Transcribe every line of the records verbatim.

(Extracted records)
· · ·

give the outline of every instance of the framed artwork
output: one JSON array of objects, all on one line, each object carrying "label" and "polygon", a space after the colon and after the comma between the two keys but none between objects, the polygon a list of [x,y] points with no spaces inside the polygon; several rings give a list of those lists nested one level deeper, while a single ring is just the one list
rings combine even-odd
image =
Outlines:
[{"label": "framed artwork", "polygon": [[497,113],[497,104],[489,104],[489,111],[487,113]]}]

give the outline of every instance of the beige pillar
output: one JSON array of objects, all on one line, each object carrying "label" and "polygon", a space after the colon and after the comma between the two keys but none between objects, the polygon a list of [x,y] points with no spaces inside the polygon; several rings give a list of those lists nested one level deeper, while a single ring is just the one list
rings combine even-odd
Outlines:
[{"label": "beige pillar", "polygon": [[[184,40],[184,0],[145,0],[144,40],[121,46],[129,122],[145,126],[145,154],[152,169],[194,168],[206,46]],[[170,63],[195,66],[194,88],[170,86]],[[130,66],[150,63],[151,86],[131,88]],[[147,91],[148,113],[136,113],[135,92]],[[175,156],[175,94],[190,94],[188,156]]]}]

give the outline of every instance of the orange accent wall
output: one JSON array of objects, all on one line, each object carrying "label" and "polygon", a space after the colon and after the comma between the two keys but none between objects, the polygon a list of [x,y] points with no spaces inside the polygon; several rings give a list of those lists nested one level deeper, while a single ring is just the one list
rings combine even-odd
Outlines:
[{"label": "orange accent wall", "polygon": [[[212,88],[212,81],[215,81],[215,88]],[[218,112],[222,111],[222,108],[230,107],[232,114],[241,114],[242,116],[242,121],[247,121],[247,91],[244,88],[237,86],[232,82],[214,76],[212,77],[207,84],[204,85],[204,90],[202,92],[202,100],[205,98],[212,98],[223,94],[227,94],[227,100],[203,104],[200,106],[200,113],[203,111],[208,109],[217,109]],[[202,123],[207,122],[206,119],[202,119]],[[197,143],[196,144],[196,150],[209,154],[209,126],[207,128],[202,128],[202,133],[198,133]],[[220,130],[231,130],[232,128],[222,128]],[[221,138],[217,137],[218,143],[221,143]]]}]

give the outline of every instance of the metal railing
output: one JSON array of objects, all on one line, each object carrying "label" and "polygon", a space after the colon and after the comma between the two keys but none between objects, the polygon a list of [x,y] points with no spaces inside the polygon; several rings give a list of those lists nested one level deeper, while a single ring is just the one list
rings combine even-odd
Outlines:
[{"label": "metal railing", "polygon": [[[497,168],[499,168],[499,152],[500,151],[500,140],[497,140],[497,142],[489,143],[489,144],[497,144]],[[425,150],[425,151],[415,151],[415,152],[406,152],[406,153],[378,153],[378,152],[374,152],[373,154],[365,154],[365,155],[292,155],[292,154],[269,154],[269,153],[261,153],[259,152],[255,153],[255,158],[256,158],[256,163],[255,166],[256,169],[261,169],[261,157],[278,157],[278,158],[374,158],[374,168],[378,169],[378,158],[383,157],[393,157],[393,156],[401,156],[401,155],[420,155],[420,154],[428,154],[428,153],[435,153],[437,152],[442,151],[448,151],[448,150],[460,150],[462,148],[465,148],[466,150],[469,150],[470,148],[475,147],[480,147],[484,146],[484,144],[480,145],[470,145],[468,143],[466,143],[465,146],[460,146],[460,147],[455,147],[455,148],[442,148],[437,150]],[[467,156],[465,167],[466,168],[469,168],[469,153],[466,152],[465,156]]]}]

· · ·

__Answer to the task__
give the outline of every instance of the framed artwork
output: one JSON array of objects, all on one line, each object carrying "label" and "polygon", a space after the colon and after the comma between the two keys but none between objects, the polygon a list of [x,y] points with no spaces inside the polygon; several rings give a list of those lists nested one level deeper, while a single ring is just the one list
rings combine even-odd
image =
Outlines:
[{"label": "framed artwork", "polygon": [[497,113],[497,104],[489,104],[489,111],[487,113]]}]

give the outline of every instance of the beige pillar
output: one JSON array of objects, all on one line, each object carrying "label" and "polygon", a space after the colon and after the comma between the two keys but none between objects, the polygon a list of [x,y] points with no spaces inside the polygon; several rings give a list of those lists nested one level deeper, while a single ring is just the one list
rings combine even-odd
Outlines:
[{"label": "beige pillar", "polygon": [[[184,40],[184,0],[145,0],[144,40],[121,46],[129,122],[145,126],[145,154],[152,169],[194,168],[206,46]],[[170,63],[195,66],[194,88],[170,86]],[[130,66],[150,63],[151,86],[131,88]],[[147,91],[148,113],[136,113],[135,92]],[[175,156],[175,94],[190,94],[188,156]]]}]

give the outline of every instance of the orange accent wall
output: one JSON array of objects, all on one line, each object carrying "label" and "polygon", a space after the colon and after the comma between the two keys but none between objects, the polygon a list of [x,y] points with no spaces inside the polygon; several rings give a list of those lists nested one level deeper, while a single ring is just the one list
rings combine even-odd
Outlines:
[{"label": "orange accent wall", "polygon": [[[212,88],[212,81],[215,81],[215,88]],[[218,112],[222,111],[222,108],[230,107],[232,114],[241,114],[242,116],[242,121],[247,121],[247,91],[244,88],[237,86],[232,82],[214,76],[212,77],[207,84],[204,85],[204,90],[202,92],[202,100],[205,98],[212,98],[223,94],[227,94],[227,100],[203,104],[200,106],[200,113],[203,111],[208,109],[217,109]],[[202,123],[207,122],[206,119],[202,119]],[[197,143],[196,144],[196,150],[209,154],[209,126],[207,128],[202,128],[202,133],[198,133]],[[220,130],[231,130],[232,128],[222,128]],[[221,138],[217,137],[218,143],[221,143]]]}]

give the outline of every instance of the metal railing
output: one JSON array of objects, all on one line, each object carrying "label" and "polygon", a space after the colon and after the comma between the two keys but none between objects, the polygon a list of [x,y] points with no spaces inside the polygon; several rings give a list of those lists nested one level deeper, while a single ring is just the one list
rings combine even-odd
Outlines:
[{"label": "metal railing", "polygon": [[[497,168],[499,168],[499,152],[500,151],[500,140],[497,140],[497,142],[489,143],[489,144],[497,144]],[[425,150],[425,151],[415,151],[415,152],[406,152],[406,153],[378,153],[378,152],[374,152],[373,154],[365,154],[365,155],[292,155],[292,154],[269,154],[269,153],[261,153],[259,152],[255,153],[255,158],[256,158],[256,163],[255,166],[256,169],[261,169],[261,157],[278,157],[278,158],[374,158],[374,168],[378,169],[378,158],[383,157],[393,157],[393,156],[401,156],[401,155],[420,155],[420,154],[428,154],[428,153],[435,153],[437,152],[442,151],[448,151],[448,150],[460,150],[462,148],[465,148],[466,150],[469,150],[470,148],[475,147],[480,147],[484,146],[484,144],[480,145],[470,145],[468,143],[466,143],[465,146],[460,146],[460,147],[455,147],[455,148],[442,148],[437,150]],[[467,156],[465,167],[466,168],[469,168],[469,153],[466,152],[465,156]]]}]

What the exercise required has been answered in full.